— Work to do —
Give back only the lines from the one with "[point] every instance of the bridge pylon" through the last line of the data, exactly as they appear.

— Information given —
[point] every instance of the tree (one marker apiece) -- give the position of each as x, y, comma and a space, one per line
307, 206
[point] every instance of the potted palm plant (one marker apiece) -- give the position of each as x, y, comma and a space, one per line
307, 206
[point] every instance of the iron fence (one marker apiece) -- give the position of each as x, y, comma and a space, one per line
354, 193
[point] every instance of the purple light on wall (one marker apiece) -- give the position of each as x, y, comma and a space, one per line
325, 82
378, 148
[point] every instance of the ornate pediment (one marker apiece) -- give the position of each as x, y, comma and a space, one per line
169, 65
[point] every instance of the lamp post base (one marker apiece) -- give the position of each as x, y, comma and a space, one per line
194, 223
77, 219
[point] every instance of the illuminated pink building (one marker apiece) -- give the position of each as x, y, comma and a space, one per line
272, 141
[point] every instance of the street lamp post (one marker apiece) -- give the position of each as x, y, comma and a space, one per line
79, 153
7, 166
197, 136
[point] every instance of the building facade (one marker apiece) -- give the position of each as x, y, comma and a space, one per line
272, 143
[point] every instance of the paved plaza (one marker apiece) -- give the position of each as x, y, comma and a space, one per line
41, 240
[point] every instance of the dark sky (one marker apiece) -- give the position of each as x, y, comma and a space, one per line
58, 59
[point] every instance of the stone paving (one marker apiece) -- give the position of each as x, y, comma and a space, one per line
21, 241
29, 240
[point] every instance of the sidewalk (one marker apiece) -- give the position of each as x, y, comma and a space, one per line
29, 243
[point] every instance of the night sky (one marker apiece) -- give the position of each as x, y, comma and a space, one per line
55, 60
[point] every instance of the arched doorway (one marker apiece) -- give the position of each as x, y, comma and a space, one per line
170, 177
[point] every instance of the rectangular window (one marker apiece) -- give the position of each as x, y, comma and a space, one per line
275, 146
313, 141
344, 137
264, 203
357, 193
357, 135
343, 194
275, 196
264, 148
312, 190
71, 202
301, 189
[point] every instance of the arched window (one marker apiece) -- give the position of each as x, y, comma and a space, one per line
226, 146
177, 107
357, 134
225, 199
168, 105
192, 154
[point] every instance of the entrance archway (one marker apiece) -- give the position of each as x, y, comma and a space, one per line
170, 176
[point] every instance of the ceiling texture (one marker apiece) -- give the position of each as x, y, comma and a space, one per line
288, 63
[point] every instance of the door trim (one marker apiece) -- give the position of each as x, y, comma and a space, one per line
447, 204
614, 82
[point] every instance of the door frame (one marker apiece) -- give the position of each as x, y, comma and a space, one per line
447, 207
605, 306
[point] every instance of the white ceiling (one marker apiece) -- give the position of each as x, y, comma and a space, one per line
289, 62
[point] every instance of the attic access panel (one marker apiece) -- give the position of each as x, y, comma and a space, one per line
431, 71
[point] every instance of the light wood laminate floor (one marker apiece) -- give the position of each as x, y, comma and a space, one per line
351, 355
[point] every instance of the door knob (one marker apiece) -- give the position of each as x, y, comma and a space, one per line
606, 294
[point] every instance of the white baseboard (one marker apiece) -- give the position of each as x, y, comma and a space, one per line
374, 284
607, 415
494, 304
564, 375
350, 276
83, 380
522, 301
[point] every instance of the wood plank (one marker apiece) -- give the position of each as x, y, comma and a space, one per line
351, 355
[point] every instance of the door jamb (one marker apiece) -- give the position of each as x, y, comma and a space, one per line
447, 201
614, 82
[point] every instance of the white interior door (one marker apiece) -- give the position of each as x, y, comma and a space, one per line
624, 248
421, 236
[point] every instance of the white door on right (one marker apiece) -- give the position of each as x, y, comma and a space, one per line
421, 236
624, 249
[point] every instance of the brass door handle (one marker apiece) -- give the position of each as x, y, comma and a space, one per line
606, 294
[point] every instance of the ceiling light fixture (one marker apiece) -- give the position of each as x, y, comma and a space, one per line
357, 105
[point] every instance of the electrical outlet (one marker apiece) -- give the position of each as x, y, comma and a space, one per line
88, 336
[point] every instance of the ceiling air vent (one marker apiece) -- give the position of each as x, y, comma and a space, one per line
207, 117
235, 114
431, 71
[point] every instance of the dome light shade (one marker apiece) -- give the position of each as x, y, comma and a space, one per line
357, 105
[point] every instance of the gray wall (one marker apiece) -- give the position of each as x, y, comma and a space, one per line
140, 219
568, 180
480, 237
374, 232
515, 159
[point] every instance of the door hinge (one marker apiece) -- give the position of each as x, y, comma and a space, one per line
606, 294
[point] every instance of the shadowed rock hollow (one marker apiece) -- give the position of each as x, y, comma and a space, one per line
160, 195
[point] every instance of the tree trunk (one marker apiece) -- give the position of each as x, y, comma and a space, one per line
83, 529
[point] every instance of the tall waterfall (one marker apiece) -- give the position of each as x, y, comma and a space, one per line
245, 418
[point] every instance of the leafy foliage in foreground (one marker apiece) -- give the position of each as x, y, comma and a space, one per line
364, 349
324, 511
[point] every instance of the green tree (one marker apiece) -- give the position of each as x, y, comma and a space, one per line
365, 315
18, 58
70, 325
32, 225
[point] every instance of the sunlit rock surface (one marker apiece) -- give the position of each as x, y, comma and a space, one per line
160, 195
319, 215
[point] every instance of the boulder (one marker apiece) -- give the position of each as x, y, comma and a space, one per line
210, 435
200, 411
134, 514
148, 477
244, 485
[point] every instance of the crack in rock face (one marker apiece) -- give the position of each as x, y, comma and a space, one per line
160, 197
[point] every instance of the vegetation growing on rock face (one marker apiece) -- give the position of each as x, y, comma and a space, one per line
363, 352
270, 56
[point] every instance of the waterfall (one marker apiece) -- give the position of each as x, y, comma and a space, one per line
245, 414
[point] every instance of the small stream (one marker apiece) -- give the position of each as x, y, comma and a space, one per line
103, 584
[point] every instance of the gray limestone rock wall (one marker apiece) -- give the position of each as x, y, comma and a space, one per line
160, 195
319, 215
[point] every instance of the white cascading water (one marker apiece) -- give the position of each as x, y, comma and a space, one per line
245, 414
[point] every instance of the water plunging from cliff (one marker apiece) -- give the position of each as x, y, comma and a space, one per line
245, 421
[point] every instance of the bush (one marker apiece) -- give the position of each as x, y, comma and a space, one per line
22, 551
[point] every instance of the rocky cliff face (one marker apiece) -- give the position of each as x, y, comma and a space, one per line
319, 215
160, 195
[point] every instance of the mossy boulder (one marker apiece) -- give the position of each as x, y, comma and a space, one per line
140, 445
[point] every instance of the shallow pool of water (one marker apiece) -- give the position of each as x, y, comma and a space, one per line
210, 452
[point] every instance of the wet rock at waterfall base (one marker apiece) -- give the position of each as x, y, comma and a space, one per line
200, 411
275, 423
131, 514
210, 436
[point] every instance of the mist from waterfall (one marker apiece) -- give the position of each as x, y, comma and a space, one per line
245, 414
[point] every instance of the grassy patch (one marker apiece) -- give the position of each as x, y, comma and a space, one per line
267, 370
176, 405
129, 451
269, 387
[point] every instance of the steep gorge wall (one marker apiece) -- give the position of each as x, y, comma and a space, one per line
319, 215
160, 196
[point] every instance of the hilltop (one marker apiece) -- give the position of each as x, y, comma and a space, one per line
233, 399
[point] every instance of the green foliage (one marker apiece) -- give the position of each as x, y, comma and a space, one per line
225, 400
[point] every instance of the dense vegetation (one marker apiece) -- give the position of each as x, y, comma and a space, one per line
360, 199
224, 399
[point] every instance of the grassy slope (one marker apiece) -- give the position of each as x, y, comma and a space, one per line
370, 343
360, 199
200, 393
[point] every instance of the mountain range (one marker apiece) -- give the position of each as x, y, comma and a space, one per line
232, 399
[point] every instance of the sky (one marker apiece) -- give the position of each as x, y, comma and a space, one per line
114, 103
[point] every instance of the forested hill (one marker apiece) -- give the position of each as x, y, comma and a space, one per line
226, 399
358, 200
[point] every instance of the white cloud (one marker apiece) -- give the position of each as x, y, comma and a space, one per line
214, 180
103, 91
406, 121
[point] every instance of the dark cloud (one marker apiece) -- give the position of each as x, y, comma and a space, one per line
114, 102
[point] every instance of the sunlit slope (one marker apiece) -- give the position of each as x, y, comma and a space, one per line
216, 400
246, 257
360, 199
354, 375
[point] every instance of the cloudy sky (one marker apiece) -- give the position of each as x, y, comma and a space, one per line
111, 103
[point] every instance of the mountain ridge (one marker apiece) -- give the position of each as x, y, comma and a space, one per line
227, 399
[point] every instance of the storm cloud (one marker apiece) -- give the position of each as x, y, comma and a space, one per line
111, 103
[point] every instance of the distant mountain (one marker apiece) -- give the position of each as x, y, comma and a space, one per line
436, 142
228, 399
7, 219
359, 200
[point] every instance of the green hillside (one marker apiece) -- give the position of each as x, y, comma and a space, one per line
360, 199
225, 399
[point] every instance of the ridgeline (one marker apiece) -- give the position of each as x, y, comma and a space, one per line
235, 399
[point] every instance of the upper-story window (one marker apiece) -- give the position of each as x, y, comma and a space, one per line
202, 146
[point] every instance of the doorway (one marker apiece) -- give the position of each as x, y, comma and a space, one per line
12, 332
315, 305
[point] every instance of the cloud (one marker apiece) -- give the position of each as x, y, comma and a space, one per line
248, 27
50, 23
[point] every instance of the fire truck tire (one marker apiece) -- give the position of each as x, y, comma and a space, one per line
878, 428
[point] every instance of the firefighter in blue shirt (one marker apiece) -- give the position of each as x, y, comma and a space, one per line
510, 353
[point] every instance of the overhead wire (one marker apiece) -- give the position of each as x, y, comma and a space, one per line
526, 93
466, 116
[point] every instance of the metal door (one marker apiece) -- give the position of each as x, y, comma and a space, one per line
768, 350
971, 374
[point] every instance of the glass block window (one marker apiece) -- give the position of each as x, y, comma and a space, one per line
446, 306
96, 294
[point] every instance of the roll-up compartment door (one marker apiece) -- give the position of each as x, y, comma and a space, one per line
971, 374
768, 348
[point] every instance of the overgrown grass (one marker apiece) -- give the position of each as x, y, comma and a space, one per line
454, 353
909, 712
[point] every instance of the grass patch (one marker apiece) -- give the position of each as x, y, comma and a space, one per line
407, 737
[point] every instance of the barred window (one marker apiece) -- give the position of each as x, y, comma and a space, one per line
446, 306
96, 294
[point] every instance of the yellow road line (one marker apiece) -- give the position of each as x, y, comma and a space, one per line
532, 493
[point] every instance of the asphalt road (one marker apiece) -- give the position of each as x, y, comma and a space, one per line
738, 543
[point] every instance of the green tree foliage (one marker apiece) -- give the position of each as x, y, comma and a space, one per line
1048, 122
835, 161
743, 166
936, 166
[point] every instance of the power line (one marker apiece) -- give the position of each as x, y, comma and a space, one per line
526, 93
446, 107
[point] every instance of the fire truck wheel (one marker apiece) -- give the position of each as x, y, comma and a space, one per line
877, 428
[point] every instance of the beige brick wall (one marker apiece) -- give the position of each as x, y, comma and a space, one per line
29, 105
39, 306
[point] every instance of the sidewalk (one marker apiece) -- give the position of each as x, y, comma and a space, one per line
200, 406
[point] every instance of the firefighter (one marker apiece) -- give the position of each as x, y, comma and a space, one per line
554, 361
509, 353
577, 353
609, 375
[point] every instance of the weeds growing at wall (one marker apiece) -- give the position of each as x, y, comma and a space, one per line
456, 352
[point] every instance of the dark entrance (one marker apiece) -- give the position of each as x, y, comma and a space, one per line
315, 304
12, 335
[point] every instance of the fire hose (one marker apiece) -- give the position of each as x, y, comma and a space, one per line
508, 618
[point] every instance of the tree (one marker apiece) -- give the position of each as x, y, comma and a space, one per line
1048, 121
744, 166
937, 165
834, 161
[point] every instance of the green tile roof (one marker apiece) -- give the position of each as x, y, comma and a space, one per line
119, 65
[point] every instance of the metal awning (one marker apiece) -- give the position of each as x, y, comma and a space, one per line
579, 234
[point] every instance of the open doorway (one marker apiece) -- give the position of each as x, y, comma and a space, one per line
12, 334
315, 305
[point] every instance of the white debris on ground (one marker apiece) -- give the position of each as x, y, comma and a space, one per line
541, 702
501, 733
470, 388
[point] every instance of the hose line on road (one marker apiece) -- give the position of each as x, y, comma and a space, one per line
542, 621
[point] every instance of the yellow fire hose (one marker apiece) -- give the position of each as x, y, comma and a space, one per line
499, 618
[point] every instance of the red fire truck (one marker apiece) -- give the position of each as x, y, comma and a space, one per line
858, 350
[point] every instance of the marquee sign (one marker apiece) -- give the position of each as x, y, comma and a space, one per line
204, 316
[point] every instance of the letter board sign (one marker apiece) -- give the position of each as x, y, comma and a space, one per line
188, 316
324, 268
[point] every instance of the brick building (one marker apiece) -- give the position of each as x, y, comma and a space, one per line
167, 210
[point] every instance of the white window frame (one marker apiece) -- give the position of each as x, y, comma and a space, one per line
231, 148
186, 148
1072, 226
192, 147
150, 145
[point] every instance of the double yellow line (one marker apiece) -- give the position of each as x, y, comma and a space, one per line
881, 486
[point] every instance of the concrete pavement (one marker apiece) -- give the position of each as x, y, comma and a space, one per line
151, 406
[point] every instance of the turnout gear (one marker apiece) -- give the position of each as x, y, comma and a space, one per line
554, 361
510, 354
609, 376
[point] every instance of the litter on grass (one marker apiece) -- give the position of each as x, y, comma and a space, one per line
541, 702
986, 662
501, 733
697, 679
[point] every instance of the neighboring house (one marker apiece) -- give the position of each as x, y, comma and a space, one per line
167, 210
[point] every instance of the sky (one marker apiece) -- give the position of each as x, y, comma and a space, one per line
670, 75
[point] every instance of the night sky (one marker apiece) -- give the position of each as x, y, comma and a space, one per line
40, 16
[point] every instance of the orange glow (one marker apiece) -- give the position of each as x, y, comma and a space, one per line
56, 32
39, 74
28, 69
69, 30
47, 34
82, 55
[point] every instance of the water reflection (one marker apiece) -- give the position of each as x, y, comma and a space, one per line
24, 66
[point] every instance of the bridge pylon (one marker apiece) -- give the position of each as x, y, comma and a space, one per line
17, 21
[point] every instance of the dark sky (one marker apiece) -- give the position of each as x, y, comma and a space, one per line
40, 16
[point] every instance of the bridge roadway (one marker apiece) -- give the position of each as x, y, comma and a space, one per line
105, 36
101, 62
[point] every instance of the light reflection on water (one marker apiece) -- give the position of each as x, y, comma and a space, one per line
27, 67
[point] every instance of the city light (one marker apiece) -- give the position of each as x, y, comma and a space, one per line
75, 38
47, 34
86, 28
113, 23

— Exercise output —
[point] every instance of the bridge pylon (one marker apiece) -- give the position of each as x, y, comma and a space, one per line
17, 21
[point] every instance of the dark sky (one marker apiece) -- give the position of each as x, y, comma and a space, one per line
40, 16
[point] every instance of the bridge roadway (one marker apiece) -- give the position of each as x, y, comma and a space, one per line
105, 36
101, 62
[point] every instance of the light reflection on water (one marker apiece) -- give the position of each as x, y, comma and a space, one per line
27, 67
[point] every instance of the city light (one marker apiece) -- give the position of each as x, y, comma and a space, one per line
75, 38
47, 34
86, 28
113, 23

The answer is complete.